■ YOUR OBJECTIVE ■
Present every line below as a numbered list, leaving out blank lines and the picture line.

(Picture shape labeling items)
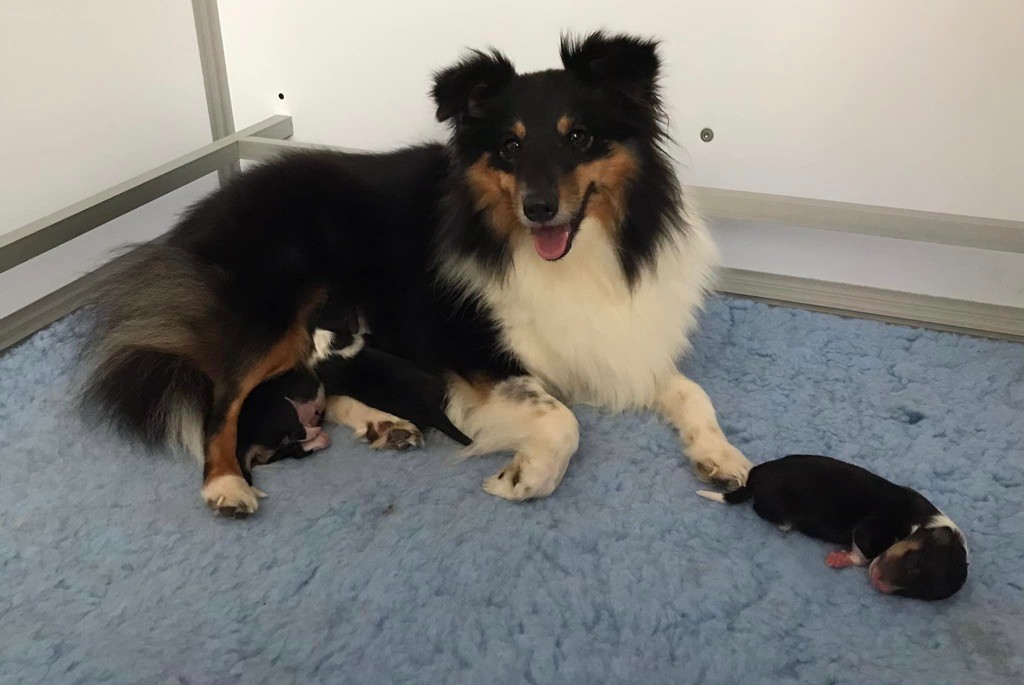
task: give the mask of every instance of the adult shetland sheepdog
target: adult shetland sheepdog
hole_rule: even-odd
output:
[[[99,297],[90,405],[202,455],[206,503],[253,513],[239,411],[315,356],[328,305],[445,374],[447,414],[475,452],[515,452],[488,493],[555,489],[579,443],[563,401],[655,409],[702,478],[742,483],[749,462],[676,367],[716,253],[663,151],[656,45],[597,33],[563,39],[561,58],[517,74],[473,52],[435,76],[446,144],[289,155],[122,257]],[[349,397],[328,417],[407,428]]]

■ COMPLETE RESPONSE ■
1. task: give the mask of every instance of the adult shetland sheepdog
2. target: adult shetland sheepdog
3. hole_rule: even-odd
4. output:
5. [[[99,297],[90,405],[202,455],[206,503],[253,513],[239,411],[315,356],[328,305],[445,374],[447,414],[475,452],[515,452],[488,493],[555,489],[579,443],[563,401],[655,409],[702,478],[742,483],[749,462],[676,367],[716,253],[663,151],[656,45],[597,33],[563,39],[561,58],[517,74],[473,52],[435,76],[446,144],[289,155],[122,257]],[[349,397],[328,417],[407,428]]]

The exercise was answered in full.